> [Arbeitsaufträge]:
1) Nenne alle Personen, die im Tagebucheintrag über Hiphop mit Namen erwähnt werden.
2) Gib aus dem Tagebucheintrag über Hiphop wortgetreu den Abschnitt wieder, der bei den Worten „Bei beiden die“ beginnt und nach den Worten „Freitag die Pumpe.“ endet.

Di, 19.10.10 (Mi, 20.10.10, 4:43): Einsam, wütend, schlau, kalt

Tag des Hiphop, seiner Dissidenz. Nachmittags Telefoninterview mit Dendemann. Noch zu verschriften, weil vorher noch dies zu machen war: Vorbericht zu Prinz Pi. „Kalt“, also aus Pressematerial und Netz-Recherche.

Bei beiden die zunächst Pose der Dissidenz, die sich verselbstständigte und also von der Pose zur Poesie wurde. Gemeinsames Gefühl der Einsamkeit, Wut und der diese beiden konstituierenden Schlauheit.

Dass man einfach nicht dumm sein kann, obwohl man sich dumm wohler fühlte, gemeinsam, feiernd, doof. Aber weil man so nunmal nicht ist, ist die Folge der berserkerhafte Arbeitswille, dies dauernd Gegenan, auch gegen sich selbst. Nebst den Arbeitsnächten, enerviert, denen die Trübe der Morgen folgt. Wo man wieder raus muss in das, in dem man nachts zuvor doch schon nicht nur drin, sondern auch auf den Grund gegangen war.

Daraus (und aus anderem) folgen dann solche Texte:

— snip! —

Einsam, wütend und schlau

Prinz Pi rappt am Freitag die Pumpe.

Kiel. „Prinz Pi sein Blog“ (prinzpi.biz), 18. Oktober: „Liebe Junx und Mädelz, Sorry für die lange Funkstille! Aber derzeit geht es extrem hektisch zu in Berlin-Kreuzberg! Das neue Album, an dem ich mit Biztram seit über einem Jahr arbeite, ist so gut wie fertig, und wir legen noch den letzten Schliff an.“ Nachricht aus dem 16-Stunden-All(nacht)tag eines Nerds, eines Fulltime-Künstlers, der neben Rapper auch noch Grafik-Designer ist, der inzwischen für fast jedes Cover der Kollegen aus der Berliner Royalbunker-Szene das kongeniale Artwork liefert.

> [Bereitgestellte Daten]:
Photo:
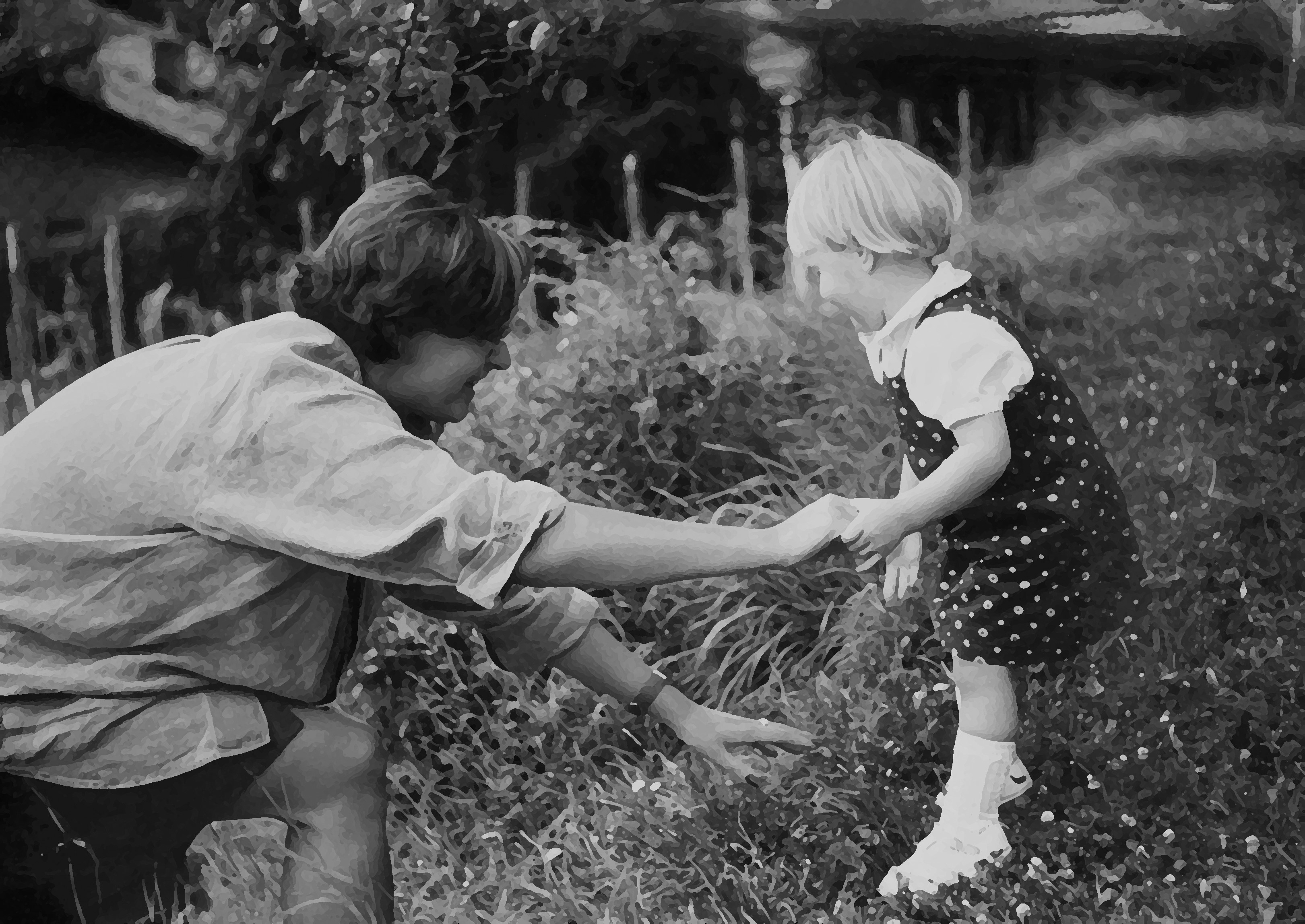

> [Lösungen]:
1) Dendemann, Prinz Pi, Biztram

2)
Bei beiden die zunächst Pose der Dissidenz, die sich verselbstständigte und also von der Pose zur Poesie wurde. Gemeinsames Gefühl der Einsamkeit, Wut und der diese beiden konstituierenden Schlauheit.

Dass man einfach nicht dumm sein kann, obwohl man sich dumm wohler fühlte, gemeinsam, feiernd, doof. Aber weil man so nunmal nicht ist, ist die Folge der berserkerhafte Arbeitswille, dies dauernd Gegenan, auch gegen sich selbst. Nebst den Arbeitsnächten, enerviert, denen die Trübe der Morgen folgt. Wo man wieder raus muss in das, in dem man nachts zuvor doch schon nicht nur drin, sondern auch auf den Grund gegangen war.

Daraus (und aus anderem) folgen dann solche Texte:

— snip! —

Einsam, wütend und schlau

Prinz Pi rappt am Freitag die Pumpe.